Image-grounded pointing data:
:::
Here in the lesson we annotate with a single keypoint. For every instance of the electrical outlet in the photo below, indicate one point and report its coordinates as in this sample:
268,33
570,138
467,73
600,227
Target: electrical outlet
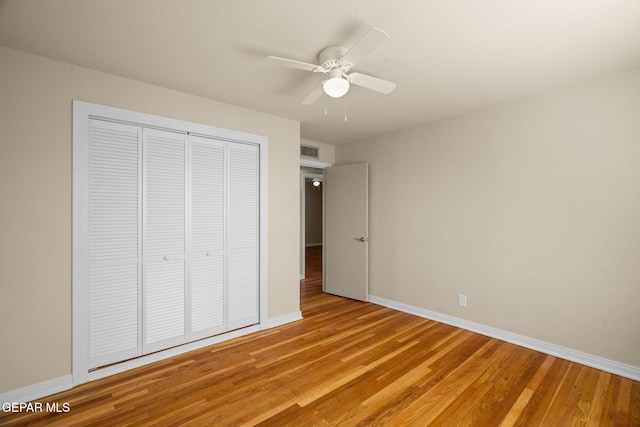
:::
--- Your assignment ---
The records above are to be transcribed exactly, with every picture left out.

--- Task answer ---
Here in the lesson we annotate with a single keypoint. For every instance of the electrical outlet in the photo below, indicate one point and report its coordinates as in this sample:
268,33
570,138
467,73
600,227
Target: electrical outlet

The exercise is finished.